- _Textauszug_
Das Konzept verbesserter Zäunung und des aktiven Herdenschutzes entwickelt sich zu einer mantraartig wiederholten populistischen Forderung. NABU Vertreter ausserhalb von Berlin beginnen zu akzeptieren, dass Wölfe lernfähige Tiere sind.
www.dorstenerzeitu...928151-4001331452/
Frau Neuwald vom NABU Berlin ist leider etwas hinter der Realität.
Günter Witte
Die Herabstufung des Standards bedeutet noch gar nichts, dadurch gibt es noch keinen Wolf weniger. Wölfe haben eine Reproduktionsrate von 33%. d.h. alle 3 Jahre verdoppelt sich ihr Bestand. Wollen wir wirklich so lange warten und tatenlos zusehen bis wir 10 / 20 tausend Wölfe haben ? Auch wenn es die meisten nicht war haben wollen : Der Wolf ist das größte bei uns lebende Raubtier !!
Axel Donning
@Günter Witte Haben Sie eigentlich schon einmal etwas von dem Begriff "ökologische Lebensraumkapazität" gehört? Diese verhindert für jede Art, dass sie unbegrenzt wächst. Beim Wolf ist z.B. die Reviergröße ein Faktor; natürlich sind die Reviere bei guter Nahrungsgrundlage kleiner, womit nun wieder die Bedeutung des Herdenschutzes klarer werden sollte.

- _Schriftliche Aufgabe A_
Übernimm aus den Datensätzen alles von der Zeile mit „Look at the photo above. For each instance of the deck“ bis zum Ende der Datensätze unverändert.

- _Eingabezeilen_
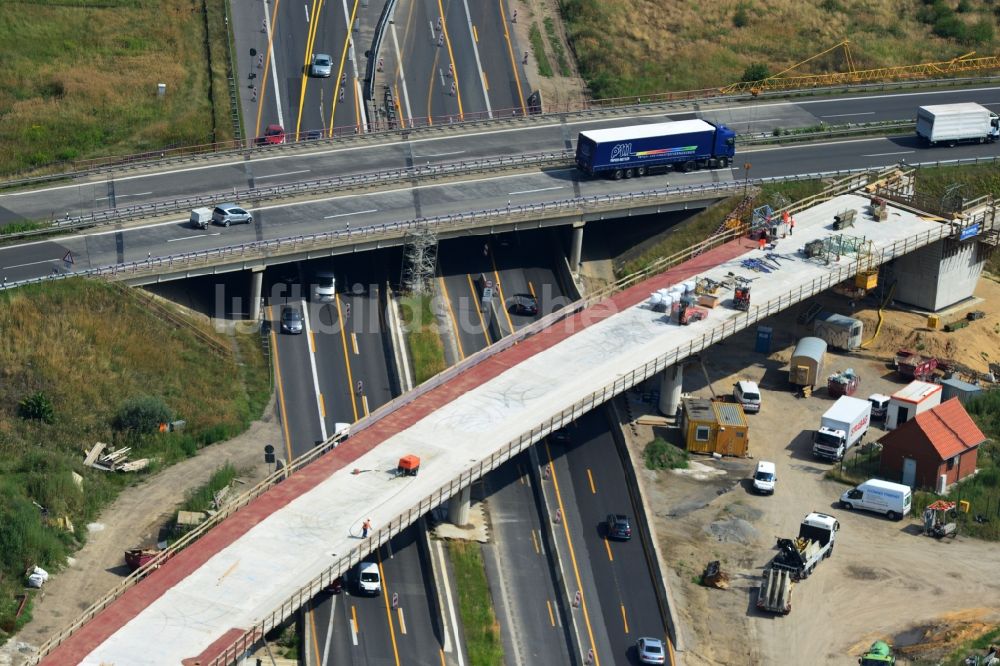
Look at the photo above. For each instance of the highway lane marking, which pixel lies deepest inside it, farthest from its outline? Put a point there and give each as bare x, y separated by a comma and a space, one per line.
119, 196
320, 408
359, 212
479, 310
447, 647
280, 385
510, 51
388, 614
454, 322
278, 175
451, 59
582, 121
901, 152
451, 152
347, 359
174, 240
572, 557
354, 625
540, 189
479, 62
846, 115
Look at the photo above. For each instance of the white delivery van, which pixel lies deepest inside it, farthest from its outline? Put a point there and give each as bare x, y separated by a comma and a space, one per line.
200, 217
747, 393
369, 581
324, 287
764, 478
892, 499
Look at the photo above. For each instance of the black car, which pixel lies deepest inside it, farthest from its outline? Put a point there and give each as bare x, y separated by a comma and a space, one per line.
291, 320
523, 304
619, 527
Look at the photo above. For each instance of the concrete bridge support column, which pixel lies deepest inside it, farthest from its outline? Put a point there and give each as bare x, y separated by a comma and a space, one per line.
576, 247
671, 382
458, 507
256, 289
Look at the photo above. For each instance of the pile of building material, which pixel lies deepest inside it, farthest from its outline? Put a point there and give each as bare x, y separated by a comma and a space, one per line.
109, 459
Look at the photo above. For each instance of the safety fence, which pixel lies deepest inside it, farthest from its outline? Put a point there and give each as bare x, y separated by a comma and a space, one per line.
837, 274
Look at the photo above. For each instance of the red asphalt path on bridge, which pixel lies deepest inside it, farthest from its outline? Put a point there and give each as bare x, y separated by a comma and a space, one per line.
124, 609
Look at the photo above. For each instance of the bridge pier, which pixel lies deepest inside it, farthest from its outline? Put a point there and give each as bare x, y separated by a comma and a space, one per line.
256, 290
671, 382
458, 507
576, 246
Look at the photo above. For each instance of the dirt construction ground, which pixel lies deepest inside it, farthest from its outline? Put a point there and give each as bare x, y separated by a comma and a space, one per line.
884, 580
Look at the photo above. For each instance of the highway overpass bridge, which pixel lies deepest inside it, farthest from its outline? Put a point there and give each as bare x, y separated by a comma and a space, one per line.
207, 601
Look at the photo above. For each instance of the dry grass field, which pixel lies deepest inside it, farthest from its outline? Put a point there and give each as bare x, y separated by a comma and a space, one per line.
631, 47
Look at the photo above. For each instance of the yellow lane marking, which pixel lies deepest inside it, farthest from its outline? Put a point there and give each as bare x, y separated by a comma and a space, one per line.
267, 67
454, 319
388, 612
347, 359
281, 388
572, 557
310, 40
479, 310
451, 58
510, 50
340, 70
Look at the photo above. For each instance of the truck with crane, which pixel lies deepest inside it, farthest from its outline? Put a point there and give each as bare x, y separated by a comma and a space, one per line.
795, 560
952, 124
627, 152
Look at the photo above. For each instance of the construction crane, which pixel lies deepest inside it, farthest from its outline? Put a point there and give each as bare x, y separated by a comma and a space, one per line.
963, 63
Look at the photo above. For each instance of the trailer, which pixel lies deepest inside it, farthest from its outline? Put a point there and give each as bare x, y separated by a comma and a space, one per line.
795, 560
626, 152
952, 124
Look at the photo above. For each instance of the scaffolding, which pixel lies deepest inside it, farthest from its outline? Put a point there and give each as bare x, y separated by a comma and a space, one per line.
419, 260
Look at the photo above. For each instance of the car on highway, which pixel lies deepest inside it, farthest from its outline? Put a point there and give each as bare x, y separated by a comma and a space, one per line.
651, 651
226, 214
619, 527
321, 66
291, 320
523, 304
273, 136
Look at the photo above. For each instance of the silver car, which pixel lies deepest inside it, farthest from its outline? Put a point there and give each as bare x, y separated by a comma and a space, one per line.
321, 66
226, 214
651, 651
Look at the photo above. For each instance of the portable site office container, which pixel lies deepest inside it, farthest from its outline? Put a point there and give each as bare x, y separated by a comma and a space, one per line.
839, 331
806, 366
714, 427
909, 401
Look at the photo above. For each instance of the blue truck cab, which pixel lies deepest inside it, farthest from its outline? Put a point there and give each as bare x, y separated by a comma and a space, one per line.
626, 152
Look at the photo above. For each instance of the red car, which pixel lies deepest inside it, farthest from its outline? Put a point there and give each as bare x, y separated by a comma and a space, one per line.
273, 135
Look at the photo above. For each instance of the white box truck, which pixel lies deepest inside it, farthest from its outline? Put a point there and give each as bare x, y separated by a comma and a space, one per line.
951, 124
841, 427
892, 499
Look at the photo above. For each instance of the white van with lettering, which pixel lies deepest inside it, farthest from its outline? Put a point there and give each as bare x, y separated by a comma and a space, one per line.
892, 499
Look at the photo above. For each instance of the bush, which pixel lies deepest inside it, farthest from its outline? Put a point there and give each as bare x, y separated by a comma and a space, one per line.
756, 72
37, 407
141, 415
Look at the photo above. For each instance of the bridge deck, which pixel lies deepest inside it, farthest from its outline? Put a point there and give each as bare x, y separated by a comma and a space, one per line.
237, 574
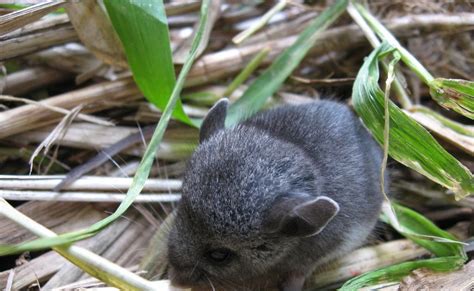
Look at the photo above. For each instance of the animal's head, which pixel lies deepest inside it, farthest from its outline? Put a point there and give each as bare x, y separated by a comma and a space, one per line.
248, 199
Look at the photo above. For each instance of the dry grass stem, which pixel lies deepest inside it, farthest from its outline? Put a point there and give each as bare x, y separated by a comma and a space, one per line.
17, 195
86, 183
24, 81
93, 98
80, 116
20, 18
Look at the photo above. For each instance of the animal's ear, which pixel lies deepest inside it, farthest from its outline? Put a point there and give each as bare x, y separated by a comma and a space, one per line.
214, 120
299, 216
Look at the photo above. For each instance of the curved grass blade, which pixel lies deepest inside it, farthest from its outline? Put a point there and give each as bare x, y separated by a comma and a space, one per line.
89, 262
410, 143
454, 94
269, 82
142, 172
414, 226
397, 272
143, 30
451, 256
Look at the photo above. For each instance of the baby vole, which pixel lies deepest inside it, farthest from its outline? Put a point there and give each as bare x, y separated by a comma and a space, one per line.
266, 202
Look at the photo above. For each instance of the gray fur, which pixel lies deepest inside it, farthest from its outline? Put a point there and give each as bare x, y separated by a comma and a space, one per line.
237, 179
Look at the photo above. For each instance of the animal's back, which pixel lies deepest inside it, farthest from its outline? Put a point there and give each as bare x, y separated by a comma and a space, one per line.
347, 157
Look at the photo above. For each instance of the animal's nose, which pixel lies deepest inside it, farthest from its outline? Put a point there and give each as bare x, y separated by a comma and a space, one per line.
185, 277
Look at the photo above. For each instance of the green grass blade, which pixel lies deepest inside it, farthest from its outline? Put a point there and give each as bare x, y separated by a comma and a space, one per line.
422, 231
143, 30
410, 143
454, 94
397, 272
269, 82
143, 169
451, 256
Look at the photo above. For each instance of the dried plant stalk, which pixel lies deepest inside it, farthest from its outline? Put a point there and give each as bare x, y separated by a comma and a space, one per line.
96, 32
17, 195
86, 183
22, 17
94, 98
26, 44
24, 81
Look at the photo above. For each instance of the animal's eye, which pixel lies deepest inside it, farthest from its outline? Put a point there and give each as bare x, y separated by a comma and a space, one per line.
220, 255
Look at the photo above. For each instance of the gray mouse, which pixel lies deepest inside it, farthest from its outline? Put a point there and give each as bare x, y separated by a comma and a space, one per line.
268, 201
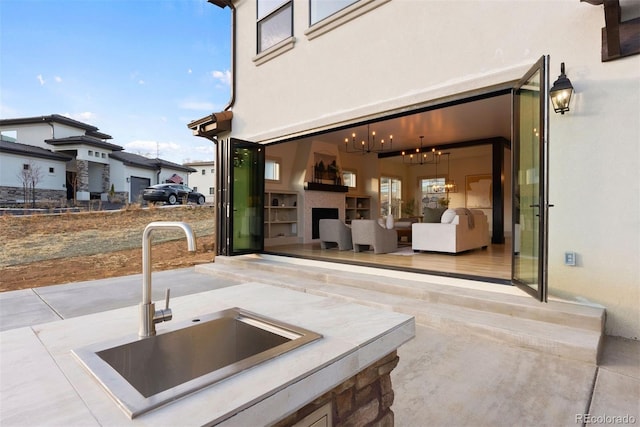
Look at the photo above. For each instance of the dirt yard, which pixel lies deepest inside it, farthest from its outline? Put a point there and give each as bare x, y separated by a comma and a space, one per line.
42, 250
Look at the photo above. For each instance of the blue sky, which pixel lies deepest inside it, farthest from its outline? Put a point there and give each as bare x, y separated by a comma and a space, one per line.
139, 70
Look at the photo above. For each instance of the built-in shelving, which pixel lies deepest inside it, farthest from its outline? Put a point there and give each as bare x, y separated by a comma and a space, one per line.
280, 218
357, 207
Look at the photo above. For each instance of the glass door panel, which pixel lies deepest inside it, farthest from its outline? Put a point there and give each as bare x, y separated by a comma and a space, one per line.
241, 191
529, 189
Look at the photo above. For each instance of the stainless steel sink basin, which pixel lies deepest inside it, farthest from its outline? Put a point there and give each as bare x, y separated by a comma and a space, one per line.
142, 374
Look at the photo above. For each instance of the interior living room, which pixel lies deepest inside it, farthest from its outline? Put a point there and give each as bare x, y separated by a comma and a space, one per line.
401, 173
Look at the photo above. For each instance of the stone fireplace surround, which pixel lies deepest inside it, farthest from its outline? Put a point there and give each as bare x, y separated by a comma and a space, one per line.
319, 199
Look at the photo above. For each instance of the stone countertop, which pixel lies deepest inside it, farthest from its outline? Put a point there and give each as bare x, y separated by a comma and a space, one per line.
42, 383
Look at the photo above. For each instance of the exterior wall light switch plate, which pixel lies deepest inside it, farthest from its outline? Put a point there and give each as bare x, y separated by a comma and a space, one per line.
570, 258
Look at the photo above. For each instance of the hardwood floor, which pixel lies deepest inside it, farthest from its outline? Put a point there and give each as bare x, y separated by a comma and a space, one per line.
491, 264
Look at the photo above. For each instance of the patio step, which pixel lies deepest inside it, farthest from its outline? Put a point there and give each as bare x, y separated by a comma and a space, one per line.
499, 312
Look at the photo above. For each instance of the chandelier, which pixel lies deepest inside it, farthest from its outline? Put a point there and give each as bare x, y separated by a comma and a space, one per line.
421, 157
449, 185
368, 146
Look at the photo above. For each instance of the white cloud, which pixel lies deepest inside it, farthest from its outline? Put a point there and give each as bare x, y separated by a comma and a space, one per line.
153, 149
223, 77
197, 105
6, 111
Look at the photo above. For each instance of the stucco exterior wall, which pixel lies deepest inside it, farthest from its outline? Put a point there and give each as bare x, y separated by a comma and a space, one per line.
406, 53
203, 182
33, 134
11, 169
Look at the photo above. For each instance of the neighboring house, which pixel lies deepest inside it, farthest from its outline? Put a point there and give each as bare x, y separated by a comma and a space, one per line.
203, 178
87, 171
22, 166
134, 173
458, 76
73, 160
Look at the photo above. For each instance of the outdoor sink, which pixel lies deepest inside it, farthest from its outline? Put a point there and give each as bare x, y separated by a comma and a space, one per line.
143, 374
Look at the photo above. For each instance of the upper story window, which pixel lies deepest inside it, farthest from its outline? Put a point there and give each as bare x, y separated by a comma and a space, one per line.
275, 22
321, 9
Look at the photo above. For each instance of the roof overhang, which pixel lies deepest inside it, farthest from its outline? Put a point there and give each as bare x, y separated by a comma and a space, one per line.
212, 125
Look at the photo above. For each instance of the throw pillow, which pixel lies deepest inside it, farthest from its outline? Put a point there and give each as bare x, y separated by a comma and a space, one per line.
448, 216
433, 214
389, 222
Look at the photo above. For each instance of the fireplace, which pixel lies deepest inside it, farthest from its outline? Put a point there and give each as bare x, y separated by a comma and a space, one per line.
321, 213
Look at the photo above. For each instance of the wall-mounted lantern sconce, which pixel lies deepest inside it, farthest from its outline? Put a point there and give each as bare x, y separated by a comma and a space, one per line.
561, 92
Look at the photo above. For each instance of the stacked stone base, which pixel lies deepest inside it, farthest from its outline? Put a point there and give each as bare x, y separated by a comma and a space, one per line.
363, 400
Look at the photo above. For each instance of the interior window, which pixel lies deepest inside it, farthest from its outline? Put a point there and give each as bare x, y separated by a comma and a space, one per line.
275, 22
430, 193
349, 178
390, 196
321, 9
272, 170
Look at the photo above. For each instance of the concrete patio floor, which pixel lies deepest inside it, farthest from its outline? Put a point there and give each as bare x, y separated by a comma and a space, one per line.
443, 379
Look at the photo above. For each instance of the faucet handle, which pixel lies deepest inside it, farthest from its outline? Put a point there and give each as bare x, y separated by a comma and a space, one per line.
164, 315
166, 298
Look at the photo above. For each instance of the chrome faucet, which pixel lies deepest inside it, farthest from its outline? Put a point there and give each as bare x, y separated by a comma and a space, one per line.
149, 316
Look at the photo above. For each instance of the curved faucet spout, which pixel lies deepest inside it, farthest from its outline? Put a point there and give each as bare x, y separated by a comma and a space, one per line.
148, 315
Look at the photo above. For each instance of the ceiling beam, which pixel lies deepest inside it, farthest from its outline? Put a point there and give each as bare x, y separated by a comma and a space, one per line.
450, 146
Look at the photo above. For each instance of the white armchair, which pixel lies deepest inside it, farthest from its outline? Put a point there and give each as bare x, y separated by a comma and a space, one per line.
367, 232
334, 232
455, 234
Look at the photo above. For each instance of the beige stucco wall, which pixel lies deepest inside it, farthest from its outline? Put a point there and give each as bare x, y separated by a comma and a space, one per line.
407, 52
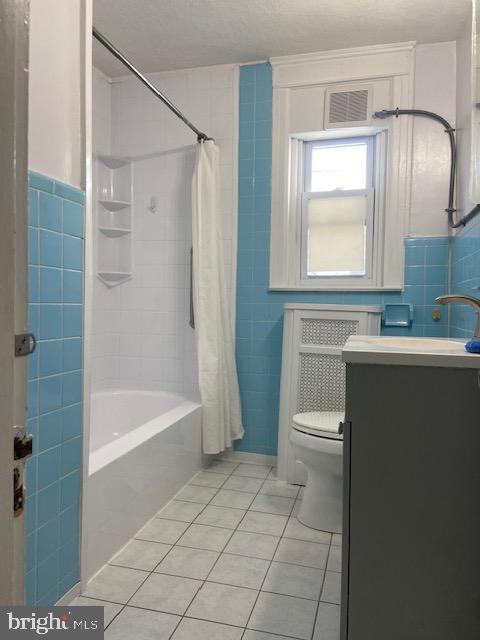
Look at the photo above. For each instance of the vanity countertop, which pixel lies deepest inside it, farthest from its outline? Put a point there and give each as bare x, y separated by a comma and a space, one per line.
415, 352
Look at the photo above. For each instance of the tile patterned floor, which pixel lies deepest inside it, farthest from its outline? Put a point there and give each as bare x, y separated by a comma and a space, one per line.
226, 560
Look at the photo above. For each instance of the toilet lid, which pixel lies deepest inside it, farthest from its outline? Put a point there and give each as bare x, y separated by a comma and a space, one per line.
319, 423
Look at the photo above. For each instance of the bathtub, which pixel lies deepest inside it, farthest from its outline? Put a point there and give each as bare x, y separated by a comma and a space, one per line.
144, 446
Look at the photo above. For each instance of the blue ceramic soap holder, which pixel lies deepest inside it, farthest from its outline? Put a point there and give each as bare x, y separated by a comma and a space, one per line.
397, 315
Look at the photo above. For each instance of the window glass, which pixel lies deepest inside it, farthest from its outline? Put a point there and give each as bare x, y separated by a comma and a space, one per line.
337, 236
341, 166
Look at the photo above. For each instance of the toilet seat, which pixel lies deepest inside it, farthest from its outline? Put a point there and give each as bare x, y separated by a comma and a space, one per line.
321, 424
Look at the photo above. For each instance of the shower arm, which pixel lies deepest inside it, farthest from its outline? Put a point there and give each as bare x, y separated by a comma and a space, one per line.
450, 210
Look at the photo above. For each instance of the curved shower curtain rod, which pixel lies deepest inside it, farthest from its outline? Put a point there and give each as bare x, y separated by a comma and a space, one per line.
450, 210
201, 137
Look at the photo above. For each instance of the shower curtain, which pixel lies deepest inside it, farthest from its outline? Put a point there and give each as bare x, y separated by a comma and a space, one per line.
217, 373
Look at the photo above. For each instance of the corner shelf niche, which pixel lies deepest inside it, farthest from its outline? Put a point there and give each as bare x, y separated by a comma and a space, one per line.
114, 219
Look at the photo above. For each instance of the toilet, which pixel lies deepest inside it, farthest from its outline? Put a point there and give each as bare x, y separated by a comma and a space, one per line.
317, 442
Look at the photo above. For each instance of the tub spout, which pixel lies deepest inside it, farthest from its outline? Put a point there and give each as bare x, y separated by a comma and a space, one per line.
461, 299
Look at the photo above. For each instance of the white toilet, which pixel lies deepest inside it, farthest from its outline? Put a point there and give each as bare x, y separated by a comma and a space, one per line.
317, 442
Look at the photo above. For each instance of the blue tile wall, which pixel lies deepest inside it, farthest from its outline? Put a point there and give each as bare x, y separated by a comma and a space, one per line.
55, 389
259, 311
465, 277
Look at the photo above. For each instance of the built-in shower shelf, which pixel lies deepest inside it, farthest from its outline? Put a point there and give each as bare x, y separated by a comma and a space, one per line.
114, 219
114, 232
111, 278
115, 205
113, 162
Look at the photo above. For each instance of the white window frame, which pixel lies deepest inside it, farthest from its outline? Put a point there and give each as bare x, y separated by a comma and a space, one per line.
300, 84
368, 192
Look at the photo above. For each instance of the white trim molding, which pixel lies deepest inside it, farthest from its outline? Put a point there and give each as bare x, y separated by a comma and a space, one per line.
301, 85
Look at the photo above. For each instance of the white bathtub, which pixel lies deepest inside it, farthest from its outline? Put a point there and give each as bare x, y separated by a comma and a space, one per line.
144, 446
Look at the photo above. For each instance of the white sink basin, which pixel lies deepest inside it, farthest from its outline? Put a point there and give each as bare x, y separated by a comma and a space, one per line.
428, 345
421, 352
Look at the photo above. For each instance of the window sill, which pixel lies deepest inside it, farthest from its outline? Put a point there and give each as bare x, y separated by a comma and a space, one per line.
343, 289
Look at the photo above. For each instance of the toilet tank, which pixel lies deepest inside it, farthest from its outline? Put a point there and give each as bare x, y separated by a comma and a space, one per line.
313, 375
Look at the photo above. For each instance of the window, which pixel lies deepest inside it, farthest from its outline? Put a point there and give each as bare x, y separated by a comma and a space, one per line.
337, 208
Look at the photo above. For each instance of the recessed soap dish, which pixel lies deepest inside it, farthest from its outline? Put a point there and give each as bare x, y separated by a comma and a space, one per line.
397, 315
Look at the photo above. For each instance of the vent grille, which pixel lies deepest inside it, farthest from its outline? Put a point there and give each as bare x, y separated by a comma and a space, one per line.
348, 106
330, 332
321, 383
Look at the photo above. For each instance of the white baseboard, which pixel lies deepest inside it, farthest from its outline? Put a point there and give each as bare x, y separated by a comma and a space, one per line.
67, 598
252, 458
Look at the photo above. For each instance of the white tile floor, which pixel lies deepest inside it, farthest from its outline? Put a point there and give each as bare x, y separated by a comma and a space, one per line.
226, 560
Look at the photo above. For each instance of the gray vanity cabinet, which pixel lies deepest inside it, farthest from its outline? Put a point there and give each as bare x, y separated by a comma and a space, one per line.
411, 547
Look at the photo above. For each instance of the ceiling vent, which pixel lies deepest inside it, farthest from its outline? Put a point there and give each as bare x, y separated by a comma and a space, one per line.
347, 107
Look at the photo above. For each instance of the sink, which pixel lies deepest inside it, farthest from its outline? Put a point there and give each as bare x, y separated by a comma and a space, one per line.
428, 345
421, 352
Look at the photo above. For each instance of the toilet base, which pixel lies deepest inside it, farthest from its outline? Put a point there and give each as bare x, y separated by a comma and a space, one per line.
321, 506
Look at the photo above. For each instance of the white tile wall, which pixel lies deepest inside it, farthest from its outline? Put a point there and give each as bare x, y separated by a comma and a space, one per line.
141, 334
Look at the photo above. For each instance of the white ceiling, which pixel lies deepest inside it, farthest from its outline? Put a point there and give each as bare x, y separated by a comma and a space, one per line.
158, 35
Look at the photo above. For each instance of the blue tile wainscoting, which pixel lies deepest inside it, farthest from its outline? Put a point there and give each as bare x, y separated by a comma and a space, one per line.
55, 313
465, 277
260, 311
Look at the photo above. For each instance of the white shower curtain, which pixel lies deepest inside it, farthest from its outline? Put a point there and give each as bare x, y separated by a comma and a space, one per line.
217, 373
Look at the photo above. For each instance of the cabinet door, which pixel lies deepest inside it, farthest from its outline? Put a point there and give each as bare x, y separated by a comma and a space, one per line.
412, 549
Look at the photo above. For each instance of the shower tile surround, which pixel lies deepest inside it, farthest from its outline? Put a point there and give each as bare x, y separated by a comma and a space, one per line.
205, 571
141, 336
55, 315
260, 311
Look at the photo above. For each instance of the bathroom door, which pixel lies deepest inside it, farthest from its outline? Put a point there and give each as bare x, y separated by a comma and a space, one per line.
13, 284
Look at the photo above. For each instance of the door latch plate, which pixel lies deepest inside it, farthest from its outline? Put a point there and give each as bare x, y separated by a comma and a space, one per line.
25, 344
22, 447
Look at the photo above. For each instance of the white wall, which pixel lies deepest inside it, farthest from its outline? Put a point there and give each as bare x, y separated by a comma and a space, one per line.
101, 113
143, 338
55, 88
435, 90
464, 121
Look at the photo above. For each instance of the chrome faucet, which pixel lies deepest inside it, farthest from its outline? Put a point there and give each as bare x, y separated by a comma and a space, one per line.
461, 299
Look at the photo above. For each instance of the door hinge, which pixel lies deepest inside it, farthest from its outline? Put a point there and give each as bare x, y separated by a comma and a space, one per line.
25, 344
18, 493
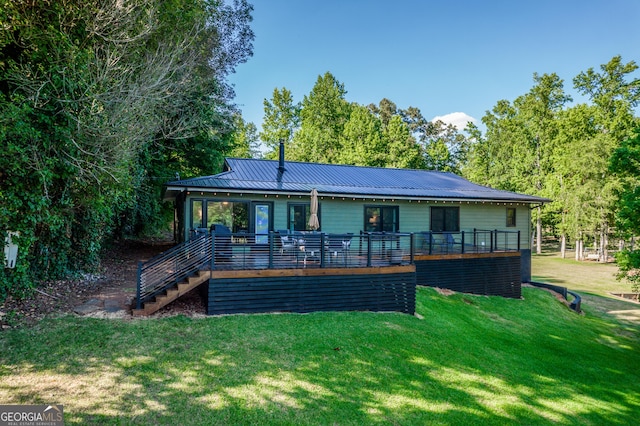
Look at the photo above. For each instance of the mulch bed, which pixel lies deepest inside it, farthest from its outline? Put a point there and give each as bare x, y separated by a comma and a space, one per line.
110, 291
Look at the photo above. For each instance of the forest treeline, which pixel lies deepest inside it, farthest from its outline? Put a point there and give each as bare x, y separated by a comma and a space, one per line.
103, 102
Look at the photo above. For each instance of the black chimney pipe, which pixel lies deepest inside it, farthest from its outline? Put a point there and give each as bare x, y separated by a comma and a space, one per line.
281, 168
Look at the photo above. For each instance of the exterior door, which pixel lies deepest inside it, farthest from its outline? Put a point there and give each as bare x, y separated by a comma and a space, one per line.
262, 220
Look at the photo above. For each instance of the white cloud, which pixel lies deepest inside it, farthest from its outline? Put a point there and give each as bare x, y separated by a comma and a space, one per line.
458, 119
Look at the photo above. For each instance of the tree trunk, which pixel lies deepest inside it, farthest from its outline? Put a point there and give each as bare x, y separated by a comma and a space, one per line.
604, 242
539, 231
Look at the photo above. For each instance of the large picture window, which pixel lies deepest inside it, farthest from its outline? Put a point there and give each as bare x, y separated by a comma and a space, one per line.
445, 219
232, 214
381, 219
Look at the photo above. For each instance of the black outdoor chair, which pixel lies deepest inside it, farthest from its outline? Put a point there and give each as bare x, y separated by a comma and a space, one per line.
223, 252
312, 246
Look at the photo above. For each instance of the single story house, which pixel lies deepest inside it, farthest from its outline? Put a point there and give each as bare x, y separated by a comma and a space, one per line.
458, 234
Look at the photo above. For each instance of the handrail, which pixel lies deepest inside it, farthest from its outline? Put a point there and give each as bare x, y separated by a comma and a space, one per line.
170, 267
313, 249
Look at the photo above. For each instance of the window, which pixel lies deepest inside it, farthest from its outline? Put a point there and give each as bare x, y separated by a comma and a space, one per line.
511, 217
445, 219
234, 215
298, 216
381, 219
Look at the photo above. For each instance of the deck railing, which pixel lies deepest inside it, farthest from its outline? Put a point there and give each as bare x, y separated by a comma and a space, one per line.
476, 241
242, 251
310, 249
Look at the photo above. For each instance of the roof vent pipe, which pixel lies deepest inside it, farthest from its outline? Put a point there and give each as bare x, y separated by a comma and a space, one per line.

- _Schriftliche Aufgabe B_
Welcher Begriff verhindert laut dem Textauszug über Wölfe, dass eine Art unbegrenzt wächst?

- _Übungsergebnis A_
Look at the photo above. For each instance of the deck railing, which pixel lies deepest inside it, farthest from its outline? Put a point there and give each as bare x, y separated by a comma and a space, one per line.
476, 241
242, 251
310, 249
Look at the photo above. For each instance of the roof vent pipe, which pixel lies deepest inside it, farthest from its outline? Put a point there and give each as bare x, y separated by a comma and a space, one per line.

- _Übungsergebnis B_
Die „ökologische Lebensraumkapazität“.